Greek legislators approved a bailout package that may unlock as much as 86 billion euros ($96 billion) and help the nation avoid a default next week when it has to make a payment to the European Central Bank.
After an all-night debate in Athens, Prime Minister Alexis Tsipras had to rely on opposition votes to secure parliament’s backing on Friday morning for a deal that includes sweeping economic reforms and budget cuts mandated by Greece’s creditor institutions. Tsipras will request a confidence vote later this month after he suffered multiple defections from his Syriza-led coalition, according to a government official who asked not to be named in line with policy.
“The first phase of a tough, painstaking process closes today,” Tsipras told lawmakers before the vote. “The real dilemma wasn’t a memorandum or an uncontrolled default; nobody could have chosen an uncontrolled default. The real dilemma was a memorandum with the euro, or a memorandum with the drachma.”
Greek stocks dropped as euro-area finance ministers prepared to meet in Brussels later Friday to discuss political backing for the deal, struck this week with negotiators from the ECB, the European Commission, the International Monetary Fund and the European Stability Mechanism rescue fund.
The IMF said late yesterday that the agreement reached in Athens was a “very important step forward” that “puts in place far-reaching policies to restore fiscal sustainability, financial sector stability, and sustainable growth.” It also urged Greece’s European partners “to make decisions on debt relief that will allow Greece’s debt to become sustainable.”

* **INFORMATION SUPPLIED**
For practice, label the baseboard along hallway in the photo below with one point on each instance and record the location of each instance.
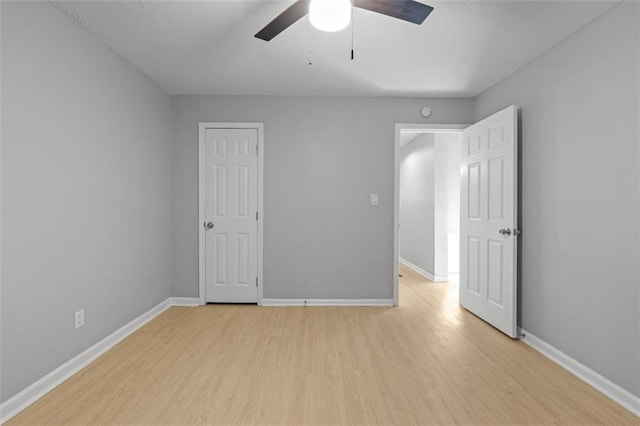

==

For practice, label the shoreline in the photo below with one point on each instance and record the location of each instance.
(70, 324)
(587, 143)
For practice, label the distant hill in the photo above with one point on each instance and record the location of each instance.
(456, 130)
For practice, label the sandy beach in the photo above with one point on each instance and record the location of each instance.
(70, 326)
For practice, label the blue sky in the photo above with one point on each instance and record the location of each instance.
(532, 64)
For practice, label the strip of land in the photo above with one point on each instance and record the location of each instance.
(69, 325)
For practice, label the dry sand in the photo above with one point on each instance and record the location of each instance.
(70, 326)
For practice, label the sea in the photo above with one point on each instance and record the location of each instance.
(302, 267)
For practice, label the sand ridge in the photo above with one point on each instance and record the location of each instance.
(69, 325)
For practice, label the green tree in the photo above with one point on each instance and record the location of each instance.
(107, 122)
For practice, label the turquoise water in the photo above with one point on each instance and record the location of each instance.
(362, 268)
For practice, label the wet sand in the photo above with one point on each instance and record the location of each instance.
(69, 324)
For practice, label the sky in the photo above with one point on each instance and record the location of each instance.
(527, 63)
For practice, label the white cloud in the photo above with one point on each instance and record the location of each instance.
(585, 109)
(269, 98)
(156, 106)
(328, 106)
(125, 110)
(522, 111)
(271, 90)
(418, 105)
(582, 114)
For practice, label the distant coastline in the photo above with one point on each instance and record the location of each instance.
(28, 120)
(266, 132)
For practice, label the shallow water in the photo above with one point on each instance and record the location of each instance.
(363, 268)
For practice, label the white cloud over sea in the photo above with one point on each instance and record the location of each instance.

* **PROBLEM SET**
**1)** Using the article on the Greek bailout vote, answer these:
(a) How much money could the bailout package unlock?
(b) Whose votes did Tsipras need to get parliament's backing?
(c) Which four bodies did Greece strike the deal with this week?
**2)** Carry on the article about the Greek bailout vote, picking up after its final sentence.

* **LIST OF ANSWERS**
**1)**
(a) As much as 86 billion euros ($96 billion).
(b) Opposition votes.
(c) The ECB, the European Commission, the International Monetary Fund and the European Stability Mechanism rescue fund.

**2)**
The bailout package, Greece’s third since 2010, spells out the details of the economic overhaul the government committed to in exchange for the loans. Measures include a clampdown on early retirement, state asset sales, the recapitalization of Greece’s banks and changes to the regulation of pharmacies and bakeries.
The European institutions involved in putting together the agreement voiced “serious concerns” about Greece’s ability to repay its debt. Greece’s obligations will peak at 201 percent of gross domestic product next year, before dropping to 160 percent in 2022 under a new rescue program, according to their projections in a document obtained by Bloomberg.
“Interest rates need to be as low as possible, maturities have to be as long as possible -- these things have to be re-managed to provide oxygen to the Greek economy,” French Finance Minister Michel Sapin said on France Inter radio as voting got under way in Athens. Greek debt will be discussed in October, he said.
The IMF, in its statement, said it will make a decision on committing to any more funding for Greece “once the steps on the authorities’ program and debt relief have been taken, expected at the time of the first review of the ESM program.”
Any delay in signing off on the deal risks derailing the narrow timetable for national parliaments in other euro-area countries to vote on the three-year package before a 3.2 billion-euro payment to the ECB falls due on Aug. 20. Germany’s government has said the plan needs more work and that a bridge loan remains an option to meet the ECB repayment.
That would be a setback for Tsipras, who saw 32 Syriza members oppose his government’s legislation and another 11 abstain. Lawmakers from the so-called Left Platform of his party refuse to support the continuation of austerity, accusing him of betraying his pledges and the Greek people’s mandate.
Greek stocks dropped after the vote as the prospect of early elections loomed. The Athens Stock Exchange was down 2.7 percent as of 11 a.m. local time. Greek 10-year bond yields declined 28 percent basis points to 9.6 percent.
The vote “showed that the government coalition is very significantly weakened,” said Nicholas Economides, a professor at New York University’s Stern School of Business. “Elections are very likely in early fall. The most difficult part of the agreement, its implementation, will fall to a new government, to be elected in the fall.”